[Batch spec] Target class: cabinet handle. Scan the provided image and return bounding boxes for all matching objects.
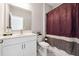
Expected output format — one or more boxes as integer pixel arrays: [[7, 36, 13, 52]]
[[0, 40, 3, 44]]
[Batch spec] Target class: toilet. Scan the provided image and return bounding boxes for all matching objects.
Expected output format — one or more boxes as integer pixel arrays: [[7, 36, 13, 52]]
[[37, 35, 50, 56]]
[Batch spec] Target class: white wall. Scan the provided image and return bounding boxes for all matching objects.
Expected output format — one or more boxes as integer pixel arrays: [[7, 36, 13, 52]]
[[0, 4, 4, 35], [31, 3, 43, 33], [42, 4, 53, 37], [45, 3, 53, 13]]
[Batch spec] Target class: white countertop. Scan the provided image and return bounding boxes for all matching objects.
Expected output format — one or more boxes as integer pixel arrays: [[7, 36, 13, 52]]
[[0, 33, 36, 40]]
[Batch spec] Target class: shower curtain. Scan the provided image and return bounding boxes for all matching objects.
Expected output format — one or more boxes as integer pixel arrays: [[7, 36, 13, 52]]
[[46, 3, 79, 38]]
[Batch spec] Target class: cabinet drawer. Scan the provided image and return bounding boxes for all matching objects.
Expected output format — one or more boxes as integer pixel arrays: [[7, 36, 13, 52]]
[[3, 36, 36, 46]]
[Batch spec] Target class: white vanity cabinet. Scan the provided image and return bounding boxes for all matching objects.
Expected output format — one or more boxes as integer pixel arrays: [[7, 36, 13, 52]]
[[2, 36, 37, 56]]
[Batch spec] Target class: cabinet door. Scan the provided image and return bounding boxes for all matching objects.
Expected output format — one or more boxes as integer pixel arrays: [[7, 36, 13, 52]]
[[2, 44, 23, 56], [23, 40, 36, 56]]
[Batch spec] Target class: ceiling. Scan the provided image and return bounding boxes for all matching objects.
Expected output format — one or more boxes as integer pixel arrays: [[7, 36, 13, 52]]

★ ★ ★ ★ ★ ★ ★

INSTRUCTION – Reproduce all the lines above verbatim, omitting the picture.

ANSWER TO THE TASK –
[Batch spec] Target class: cabinet handle. Scan the provided image and return bounding boxes for all matching objects.
Expected output format — one or more boxes as integer pixel arrays: [[7, 36, 13, 52]]
[[0, 40, 3, 44]]
[Batch spec] Target class: toilet. Scan the provided image and return bounding boxes for all matching objects.
Expected output format — one or more boxes as integer pixel arrays: [[7, 36, 13, 52]]
[[37, 35, 50, 56]]
[Batch spec] Target class: white wall. Scan the provided image and return bounding boxes for all matching objects.
Expected output format — one or more boxes as integer pixel arrays: [[7, 36, 13, 52]]
[[0, 4, 4, 35], [31, 3, 43, 33], [42, 4, 53, 37], [45, 3, 53, 13]]
[Batch spec] Target class: white countertop. Scan the provided image and return bounding boxes for all matching objects.
Expected output format — one or more boxes as integer pixel arrays: [[7, 36, 13, 52]]
[[0, 33, 36, 40]]
[Batch spec] Target class: shower curtain. Scan the provided image and return bounding boxes for all matching objects.
Expected output format — one or more boxes as integer pixel arrays: [[7, 36, 13, 52]]
[[46, 3, 79, 38]]
[Batch spec] Target class: cabinet drawer. Scan the provided image and return bounding boxes for all matching objects.
Expected output format — one or more boxes as integer pixel arrays: [[7, 36, 13, 52]]
[[3, 36, 36, 46]]
[Batch spec] Target class: white vanity cabinet. Scan the provided image and return bounding boxes for all matching objects.
Expected output format — one or more boxes as integer pixel arrays: [[7, 36, 13, 52]]
[[2, 36, 37, 56]]
[Batch spec] Target class: cabinet door. Scan the provided image and return bounding boxes for all matching objects.
Expected output format — one or more boxes as integer pixel arrays: [[7, 36, 13, 52]]
[[2, 44, 23, 56], [23, 40, 36, 56]]
[Batch spec] Target class: ceiling. Scan the provided image and return bounding boxes for all matching objects.
Expected output format — one or more boxes as integer pixel arrays: [[7, 36, 13, 52]]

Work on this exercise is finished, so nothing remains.